BEGIN

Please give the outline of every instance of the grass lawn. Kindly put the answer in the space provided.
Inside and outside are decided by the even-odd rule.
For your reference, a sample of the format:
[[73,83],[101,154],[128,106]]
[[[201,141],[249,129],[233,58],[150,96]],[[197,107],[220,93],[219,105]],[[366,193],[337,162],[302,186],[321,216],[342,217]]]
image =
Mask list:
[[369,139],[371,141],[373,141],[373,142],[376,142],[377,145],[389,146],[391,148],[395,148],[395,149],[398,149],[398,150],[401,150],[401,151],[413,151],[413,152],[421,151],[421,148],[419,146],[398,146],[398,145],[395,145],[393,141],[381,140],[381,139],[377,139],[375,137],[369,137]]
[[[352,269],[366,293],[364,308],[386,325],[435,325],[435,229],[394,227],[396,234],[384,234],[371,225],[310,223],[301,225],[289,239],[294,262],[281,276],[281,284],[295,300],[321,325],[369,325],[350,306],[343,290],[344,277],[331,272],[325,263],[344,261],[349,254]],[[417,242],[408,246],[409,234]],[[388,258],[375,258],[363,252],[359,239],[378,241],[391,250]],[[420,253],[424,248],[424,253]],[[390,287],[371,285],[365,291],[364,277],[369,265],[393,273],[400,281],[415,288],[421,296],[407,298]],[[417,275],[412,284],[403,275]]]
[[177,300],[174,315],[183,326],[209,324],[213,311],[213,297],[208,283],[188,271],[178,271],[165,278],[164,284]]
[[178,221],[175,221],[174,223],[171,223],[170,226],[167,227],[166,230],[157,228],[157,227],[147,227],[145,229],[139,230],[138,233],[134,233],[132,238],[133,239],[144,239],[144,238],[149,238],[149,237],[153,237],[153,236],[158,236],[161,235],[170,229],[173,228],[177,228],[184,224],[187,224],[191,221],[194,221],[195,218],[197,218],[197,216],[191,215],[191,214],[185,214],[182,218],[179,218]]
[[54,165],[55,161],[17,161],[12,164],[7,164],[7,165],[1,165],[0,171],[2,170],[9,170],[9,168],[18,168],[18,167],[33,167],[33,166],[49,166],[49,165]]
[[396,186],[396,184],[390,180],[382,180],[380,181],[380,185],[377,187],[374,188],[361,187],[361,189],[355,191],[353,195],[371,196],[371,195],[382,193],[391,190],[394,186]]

END

_What the exercise asks_
Please find every line in the listing above that contains the word "format", and copy each of those lines in full. Case counts.

_Response to this exercise_
For your reference, a sample of the format:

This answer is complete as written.